• **Instructions for the task**: Quote the records beneath, complete and exact. Leave out images.

• **Dataset**:
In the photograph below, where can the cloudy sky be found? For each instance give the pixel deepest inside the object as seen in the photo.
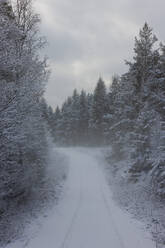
(92, 38)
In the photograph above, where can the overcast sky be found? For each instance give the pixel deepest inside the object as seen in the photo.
(92, 38)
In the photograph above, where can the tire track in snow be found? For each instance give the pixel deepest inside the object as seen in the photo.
(107, 206)
(73, 220)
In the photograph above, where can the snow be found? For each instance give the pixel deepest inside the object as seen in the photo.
(87, 216)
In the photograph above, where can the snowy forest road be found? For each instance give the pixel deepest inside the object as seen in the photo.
(86, 216)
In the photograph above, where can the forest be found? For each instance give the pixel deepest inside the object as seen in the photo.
(127, 118)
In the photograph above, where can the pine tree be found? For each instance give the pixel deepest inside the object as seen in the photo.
(98, 111)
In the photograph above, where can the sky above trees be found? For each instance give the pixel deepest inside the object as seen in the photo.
(92, 38)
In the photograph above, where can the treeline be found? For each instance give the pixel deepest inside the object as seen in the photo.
(23, 142)
(130, 116)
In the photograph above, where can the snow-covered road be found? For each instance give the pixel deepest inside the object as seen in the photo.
(86, 216)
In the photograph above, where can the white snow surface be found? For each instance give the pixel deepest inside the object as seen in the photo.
(87, 216)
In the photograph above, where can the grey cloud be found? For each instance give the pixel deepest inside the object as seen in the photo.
(91, 37)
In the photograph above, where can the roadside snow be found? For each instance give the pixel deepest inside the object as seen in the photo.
(87, 216)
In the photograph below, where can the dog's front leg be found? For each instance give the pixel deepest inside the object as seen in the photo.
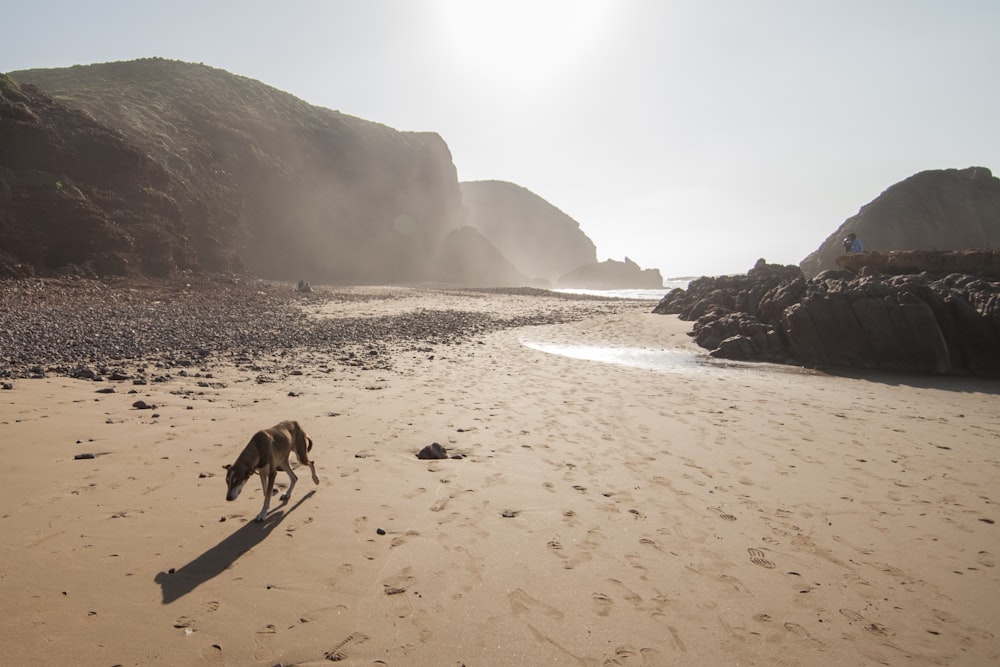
(267, 483)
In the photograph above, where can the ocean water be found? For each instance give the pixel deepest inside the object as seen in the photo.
(643, 294)
(663, 360)
(636, 357)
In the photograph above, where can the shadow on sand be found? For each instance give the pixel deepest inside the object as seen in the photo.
(214, 561)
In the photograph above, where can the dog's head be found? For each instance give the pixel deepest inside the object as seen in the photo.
(235, 479)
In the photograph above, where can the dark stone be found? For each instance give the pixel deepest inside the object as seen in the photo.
(433, 451)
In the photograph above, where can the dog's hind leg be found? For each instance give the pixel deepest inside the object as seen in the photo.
(267, 482)
(303, 456)
(292, 479)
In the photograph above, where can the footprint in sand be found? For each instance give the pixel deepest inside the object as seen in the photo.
(757, 557)
(650, 543)
(722, 515)
(522, 603)
(399, 582)
(876, 629)
(440, 504)
(342, 650)
(603, 602)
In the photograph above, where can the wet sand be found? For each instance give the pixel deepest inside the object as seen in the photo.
(599, 513)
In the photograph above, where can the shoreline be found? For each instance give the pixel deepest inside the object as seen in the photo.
(599, 514)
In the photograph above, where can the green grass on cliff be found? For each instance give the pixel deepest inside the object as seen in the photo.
(10, 90)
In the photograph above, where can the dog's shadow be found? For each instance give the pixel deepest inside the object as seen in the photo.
(213, 562)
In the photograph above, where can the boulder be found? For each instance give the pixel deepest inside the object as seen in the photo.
(913, 322)
(940, 209)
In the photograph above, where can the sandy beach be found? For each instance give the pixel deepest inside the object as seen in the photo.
(670, 512)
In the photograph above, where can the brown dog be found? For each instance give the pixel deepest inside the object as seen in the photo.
(266, 454)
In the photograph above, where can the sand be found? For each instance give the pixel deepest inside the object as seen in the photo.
(600, 514)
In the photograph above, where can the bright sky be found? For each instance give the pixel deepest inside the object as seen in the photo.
(692, 136)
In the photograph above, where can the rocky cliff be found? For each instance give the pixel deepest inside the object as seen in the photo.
(949, 209)
(611, 274)
(171, 165)
(75, 193)
(535, 236)
(945, 323)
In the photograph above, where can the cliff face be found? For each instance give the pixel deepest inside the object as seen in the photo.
(243, 175)
(535, 236)
(947, 209)
(74, 192)
(611, 274)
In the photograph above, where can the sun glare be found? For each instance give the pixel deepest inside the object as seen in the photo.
(521, 40)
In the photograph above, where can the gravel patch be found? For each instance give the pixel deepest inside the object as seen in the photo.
(95, 329)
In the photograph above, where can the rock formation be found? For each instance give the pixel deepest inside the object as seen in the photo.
(468, 258)
(216, 172)
(76, 194)
(947, 209)
(611, 274)
(535, 236)
(915, 322)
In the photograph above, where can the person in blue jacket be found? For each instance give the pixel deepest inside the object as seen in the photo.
(852, 244)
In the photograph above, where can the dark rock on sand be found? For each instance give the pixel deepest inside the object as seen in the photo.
(433, 451)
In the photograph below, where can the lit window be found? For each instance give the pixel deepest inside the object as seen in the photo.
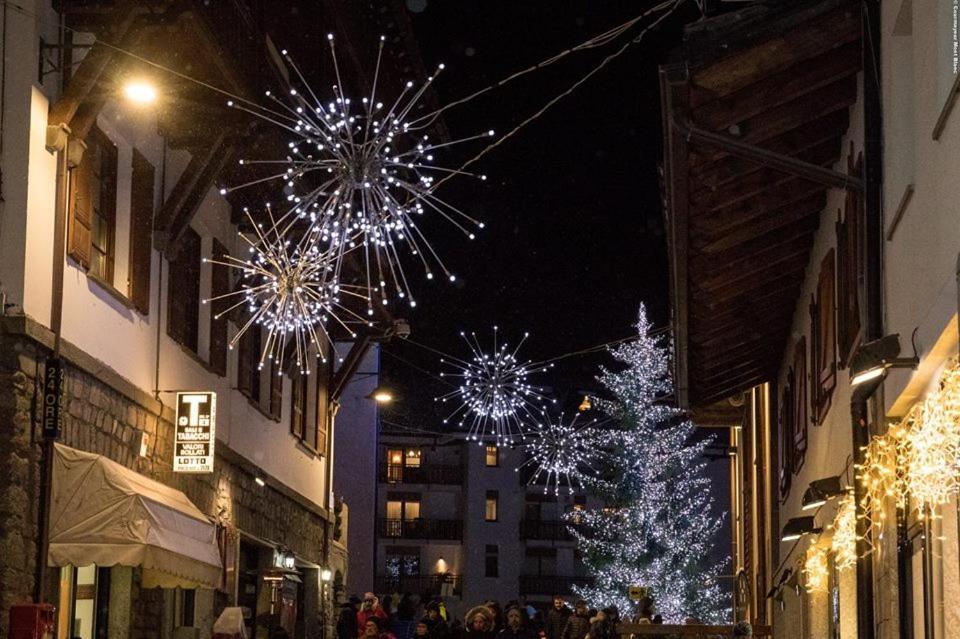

• **Task output**:
In the photograph below, where can the cloudy sky be found? For each instance give the pixel deepest inside the object as seen in the photo.
(92, 38)
In the photograph above, where can the overcast sky be found? For each instance give the pixel deepest inside the object as seen in the photo.
(92, 38)
In the photograph above, where can the tire track in snow be found? For each instance give the pixel deepest inside the object as seen in the photo.
(107, 206)
(73, 220)
In the photograph above, where can the snow be found? For each instance give the pixel deepest inside the object as seen in the photo.
(87, 216)
In the photograph above, where can the snowy forest road be found? For each instance give the pixel deepest inside the object as seen in the photo.
(86, 216)
In the photograph above, where can the forest be found? For each instance give the pixel deepest inside the object as seen in the photo.
(127, 118)
In the photograph above, where can the pine tree be found? For each instance give the pixel deepest inside the object as seen in the photo.
(98, 111)
In the photograph above, where can the sky above trees be found? For each instance give the pixel deepest inside the object as seen in the photo.
(92, 38)
In the photograph above, where can the treeline be found? For each instance give the pixel deepest inside the object as seen in the photo.
(23, 142)
(130, 116)
In the photograph above, where can the snow-covered road be found? For each instance give the pixel deepest inside the object as seen in the photo.
(86, 216)
In the photograph above, where can the white snow surface be found? For each instance give the pixel deepest inside the object as seen in the photo.
(87, 216)
In the photograph above, where can the grey cloud be found? For each instance give the pixel deepest inside the object as seen in the photo.
(91, 37)
In the photograph above, where can the roadside snow be found? For each instance give the pixel deepest inside the object as seen in the photo.
(87, 216)
In the photograph below, where can the dog's front leg be found? For each instance give the pixel deepest inside the object as seen in the photo.
(267, 483)
In the photograph above, where can the ocean water be found? For each instance give the pixel deepest inside the object as seen in the photo.
(643, 294)
(663, 360)
(636, 357)
In the photograph above, where can the shadow on sand be found? For each instance give the pixel deepest inside the object as seen in the photo.
(214, 561)
In the photograph above, where can the dog's head be found? For each instance give the pixel deepest inside the object as seen in the photo.
(235, 479)
In the photograph above, where can the dark stone be found? For each instance give the pixel deepest inside the object as seen in the photo.
(433, 451)
In the photograph above, where can the dog's hind leg be found? For each instance give the pixel deepest inside the object as seen in the photo.
(267, 482)
(303, 456)
(292, 479)
In the photograph above, where can the footprint in sand be found? For each instance give the pixel deepest inside the object as seen in the photo.
(757, 557)
(650, 543)
(722, 515)
(522, 603)
(399, 582)
(876, 629)
(440, 504)
(342, 650)
(603, 602)
In the photograph above, where can the wet sand be found? For each instance give the pixel deepest inside the object as seen in the photo.
(599, 513)
In the photograph above, where can the shoreline be found? For each instance give the pixel deepest inside the object as seen in the photo.
(599, 514)
In the photograph above, where can the green grass on cliff be found? For each instance give the pixel deepest inside the object as seen in the photo.
(10, 90)
In the photograph above, where can the dog's shadow be found? For each instance give the pixel deepest inside the object as seen in the photo.
(213, 562)
In the photograph above, where can the boulder be found? For each instance give the pixel deepest inside the object as seen in the photo.
(913, 322)
(940, 209)
In the photograph above, where can the sandy beach be found? For each instance give the pixel deepest inside the object as seen in the photo.
(670, 512)
In the photograph above, where can the brown dog be found? For each instance give the pixel deepest inside the object as seen in the photo.
(266, 454)
In the photograph above, where can the sand be found? For each instance give the pixel deepest inside the object as seen in the photo.
(600, 514)
In the photograph above, where can the bright sky be found? For each instance give the pixel deepest inside the object as seen in the photo.
(692, 136)
In the photograph above, where can the rocky cliff be found? For each instance give the pixel deepest inside the object as seen in the photo.
(949, 209)
(611, 274)
(171, 165)
(75, 193)
(535, 236)
(945, 323)
In the photograph above, where can the cliff face be found? For each instance give the pixel deepest inside the object as seen in the photo.
(243, 175)
(535, 236)
(947, 209)
(74, 192)
(611, 274)
In the photograph above, where can the sun glare be found? For each instance give the pixel deepest inside the object as seen in the photo.
(521, 40)
In the photograph above, where can the gravel patch be found? For each instance give the pixel deepest inside the object as seen in the photo.
(95, 329)
In the photograph above, where can the rock formation be found? For each instance give the pixel deepest inside the object as seen in the photo.
(468, 258)
(216, 172)
(76, 194)
(947, 209)
(611, 274)
(535, 236)
(915, 322)
In the photograph above, where can the person in blue jacket be found? For each instance give the pixel deepest inside the object as seen in the photo.
(852, 244)
In the photograph above, where can the dark rock on sand be found? For each instance give the pixel deepest inside the object as seen in the photo.
(433, 451)
In the photograph below, where can the lit window be found? For each instance give the pixel deepest inside the object as seen in the photo.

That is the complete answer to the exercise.